Provided passage
══════════

The General's Daughter

USA/Germany 1999

Film still for The General's Daughter

Reviewed by John Wrathall

Synopsis

Our synopses give away the plot in full, including surprise twists.

Fort McCallum, the Deep South. When the naked corpse of Captain Elisabeth Campbell, daughter of General Joe Campbell, is discovered staked to the ground, Warrant Officer Paul Brenner of the Criminal Investigations Division has 36 hours to solve the case before the FBI is called in.

Brenner is teamed with his former girlfriend, army rape-counsellor Sarah Sunhill. Colonel Moore, Elisabeth's commander, is arrested when his fingerprints are found on the victim's dog tags. After Moore's apparent suicide, General Campbell's adjutant Colonel Fowler is anxious to pin the blame on Moore. But Brenner and Sunhill visit West Point, where they learn that Elisabeth, a few years back, was gang-raped on a training exercise, and left staked out on the ground. Her father persuaded her to hush the incident up.

From evidence provided by Colonel Moore's boyfriend, Brenner discovers that Elisabeth persuaded Moore to help her recreate the circumstances of her rape so that she could show her father what she had been through. But General Campbell, after discovering his daughter staked to the ground, decided to leave her there. Colonel Kent, who had an unrequited crush on Elisabeth, then killed her out of frustrated passion. Brenner races to the training ground to find that Kent has deliberately led Sunhill into a minefield. Brenner saves Sunhill before Kent kills himself by stepping on a mine. Instead of hushing up the case, Brenner threatens General Campbell with court martial for conspiracy to conceal a crime.

Review

With Con Air, director Simon West demonstrated that he could deliver a pyrotechnic action thriller in the classic Jerry Bruckheimer mould by keeping the camera constantly on the move and cutting every few seconds. He applies the same approach to The General's Daughter with rather less success, because this salacious whodunit requires very little action, but an endless parade of dialogue scenes in which assorted suspects tell the investigating duo what happened, cueing thunderous flashbacks.

══════════

Provided records
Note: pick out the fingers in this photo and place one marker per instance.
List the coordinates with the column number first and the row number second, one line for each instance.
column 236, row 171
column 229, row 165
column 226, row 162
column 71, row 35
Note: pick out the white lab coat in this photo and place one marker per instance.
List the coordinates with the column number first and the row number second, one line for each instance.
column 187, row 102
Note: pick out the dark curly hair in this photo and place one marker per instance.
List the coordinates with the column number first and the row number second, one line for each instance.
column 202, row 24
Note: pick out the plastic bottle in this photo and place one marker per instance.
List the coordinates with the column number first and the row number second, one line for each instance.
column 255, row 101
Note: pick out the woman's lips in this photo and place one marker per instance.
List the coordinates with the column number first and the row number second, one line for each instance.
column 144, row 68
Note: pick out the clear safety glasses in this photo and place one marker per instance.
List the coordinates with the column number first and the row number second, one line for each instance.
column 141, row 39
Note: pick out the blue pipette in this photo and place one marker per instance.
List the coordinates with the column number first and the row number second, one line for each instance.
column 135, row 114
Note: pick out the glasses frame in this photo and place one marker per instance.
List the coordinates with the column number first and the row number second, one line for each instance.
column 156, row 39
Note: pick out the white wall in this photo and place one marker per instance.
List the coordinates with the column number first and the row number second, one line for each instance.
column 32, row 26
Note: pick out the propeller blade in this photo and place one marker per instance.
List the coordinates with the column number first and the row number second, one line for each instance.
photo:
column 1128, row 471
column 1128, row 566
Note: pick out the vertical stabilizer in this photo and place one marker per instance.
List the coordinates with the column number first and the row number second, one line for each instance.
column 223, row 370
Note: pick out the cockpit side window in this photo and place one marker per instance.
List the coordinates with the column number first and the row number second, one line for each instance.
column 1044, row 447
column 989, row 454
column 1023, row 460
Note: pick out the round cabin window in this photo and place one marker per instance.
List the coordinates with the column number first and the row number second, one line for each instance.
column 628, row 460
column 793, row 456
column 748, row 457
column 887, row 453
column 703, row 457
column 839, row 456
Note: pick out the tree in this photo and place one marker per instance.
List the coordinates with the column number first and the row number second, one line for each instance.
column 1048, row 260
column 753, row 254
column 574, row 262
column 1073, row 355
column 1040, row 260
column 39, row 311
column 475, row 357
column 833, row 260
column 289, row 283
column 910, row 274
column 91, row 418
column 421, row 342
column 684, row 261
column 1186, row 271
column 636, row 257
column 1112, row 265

══════════

Directions
Can you print the film review verbatim, from "From evidence provided" to "conceal a crime."?

Written solution
From evidence provided by Colonel Moore's boyfriend, Brenner discovers that Elisabeth persuaded Moore to help her recreate the circumstances of her rape so that she could show her father what she had been through. But General Campbell, after discovering his daughter staked to the ground, decided to leave her there. Colonel Kent, who had an unrequited crush on Elisabeth, then killed her out of frustrated passion. Brenner races to the training ground to find that Kent has deliberately led Sunhill into a minefield. Brenner saves Sunhill before Kent kills himself by stepping on a mine. Instead of hushing up the case, Brenner threatens General Campbell with court martial for conspiracy to conceal a crime.